» Passage provided

● ● ● ● ●

Project-level .npmrc — commit this

Put the registry mapping in a .npmrc at your project root:

engine-strict=true
@modularityjs:registry=https://npm.modularityjs.com/
//npm.modularityjs.com/:always-auth=true

Commit the file. It tells every collaborator's pnpm where to fetch the scope from, and forces auth on every request (so an unauthenticated install fails fast with a clear error instead of falling through to the public registry).

@modularityjs/create writes this .npmrc for you automatically — new projects are wired up out of the box.

Personal credentials in ~/.npmrc — do not commit

Append the _auth line to your home directory's .npmrc:

//npm.modularityjs.com/:_auth=<base64(username:password)>

The value is username:password base64-encoded:

bash
printf '%s' "your-username:your-password" | base64

Or use npm login, which writes the line for you:

bash
npm login --scope=@modularityjs --registry=https://npm.modularityjs.com/

Never put _auth (or _authToken) in the project-level .npmrc. A leaked credential in git history is hard to revoke cleanly. Keep auth in ~/.npmrc; keep the registry mapping in the project.

● ● ● ● ●

» Work order 1
Write out the part of the .npmrc guide that begins at the words "The value is" and stops after "in the project.".
» Work order 2
According to the .npmrc guide, what happens to an unauthenticated install when auth is forced on every request?
» Work order 3
Give what comes next in the .npmrc guide, picking up after its final sentence.
These rows come from a separate source.

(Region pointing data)
● ● ● ● ●

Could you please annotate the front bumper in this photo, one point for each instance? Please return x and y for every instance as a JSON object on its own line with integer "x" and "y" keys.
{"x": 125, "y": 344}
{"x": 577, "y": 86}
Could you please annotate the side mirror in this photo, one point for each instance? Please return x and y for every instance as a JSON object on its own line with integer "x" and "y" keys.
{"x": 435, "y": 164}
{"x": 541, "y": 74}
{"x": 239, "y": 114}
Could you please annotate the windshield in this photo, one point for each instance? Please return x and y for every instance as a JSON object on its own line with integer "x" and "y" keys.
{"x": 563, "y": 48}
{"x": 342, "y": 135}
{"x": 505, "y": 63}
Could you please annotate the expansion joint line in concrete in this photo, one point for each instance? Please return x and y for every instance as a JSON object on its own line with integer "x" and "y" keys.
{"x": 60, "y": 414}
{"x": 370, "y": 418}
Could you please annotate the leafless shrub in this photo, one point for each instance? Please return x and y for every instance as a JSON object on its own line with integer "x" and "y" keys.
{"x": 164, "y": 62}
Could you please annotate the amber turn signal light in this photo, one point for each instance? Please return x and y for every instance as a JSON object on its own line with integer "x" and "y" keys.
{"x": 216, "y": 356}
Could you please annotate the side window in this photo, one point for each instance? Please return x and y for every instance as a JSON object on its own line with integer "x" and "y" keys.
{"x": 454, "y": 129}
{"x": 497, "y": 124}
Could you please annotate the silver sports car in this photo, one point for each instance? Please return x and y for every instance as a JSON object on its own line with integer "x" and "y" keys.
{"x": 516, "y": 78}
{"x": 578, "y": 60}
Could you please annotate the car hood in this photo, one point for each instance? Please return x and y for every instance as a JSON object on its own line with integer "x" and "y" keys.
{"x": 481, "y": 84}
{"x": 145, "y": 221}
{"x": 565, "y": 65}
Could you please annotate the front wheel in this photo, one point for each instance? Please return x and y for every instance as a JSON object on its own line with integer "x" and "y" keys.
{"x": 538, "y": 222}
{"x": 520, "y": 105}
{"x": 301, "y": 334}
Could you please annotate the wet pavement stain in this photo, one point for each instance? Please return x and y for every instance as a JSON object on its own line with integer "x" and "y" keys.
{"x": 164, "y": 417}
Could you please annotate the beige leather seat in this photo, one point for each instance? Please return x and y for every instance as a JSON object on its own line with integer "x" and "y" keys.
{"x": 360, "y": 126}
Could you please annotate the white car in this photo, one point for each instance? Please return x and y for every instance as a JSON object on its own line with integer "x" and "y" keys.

● ● ● ● ●

» Task result 1
The value is username:password base64-encoded:

bash
printf '%s' "your-username:your-password" | base64

Or use npm login, which writes the line for you:

bash
npm login --scope=@modularityjs --registry=https://npm.modularityjs.com/

Never put _auth (or _authToken) in the project-level .npmrc. A leaked credential in git history is hard to revoke cleanly. Keep auth in ~/.npmrc; keep the registry mapping in the project.

» Task result 2
It fails fast with a clear error instead of falling through to the public registry.

» Task result 3
CI

CI runners have no ~/.npmrc, so the auth line has to be injected from a secret at install time. The pattern: read the password from a secret, base64-encode username:password, append it to the project's .npmrc (which is fine — the file is regenerated per job and never pushed):

yaml
- name: Authenticate to the registry
  env:
    MODULARITYJS_NPM_TOKEN: ${{ secrets.MODULARITYJS_NPM_TOKEN }}
  run: |
    AUTH=$(printf '%s' "ci-user:${MODULARITYJS_NPM_TOKEN}" | base64 -w0)
    echo "//npm.modularityjs.com/:_auth=${AUTH}" >> .npmrc

- run: pnpm install --frozen-lockfile

Use a dedicated read-only CI user, not a developer account.

Coding agents (Claude Code, Cursor, MCP, …)

Agents that spawn pnpm dlx or npx @modularityjs/... outside the project root do not read the project-level .npmrc — they pick up only ~/.npmrc. For agent-driven workflows (the MCP server, regenerating AGENTS.md, running pnpm create @modularityjs to scaffold a new app), the scope mapping and the _auth line both need to be in ~/.npmrc:

@modularityjs:registry=https://npm.modularityjs.com/
//npm.modularityjs.com/:_auth=<base64(username:password)>

This is the only case where the scope mapping has to be duplicated in the home file.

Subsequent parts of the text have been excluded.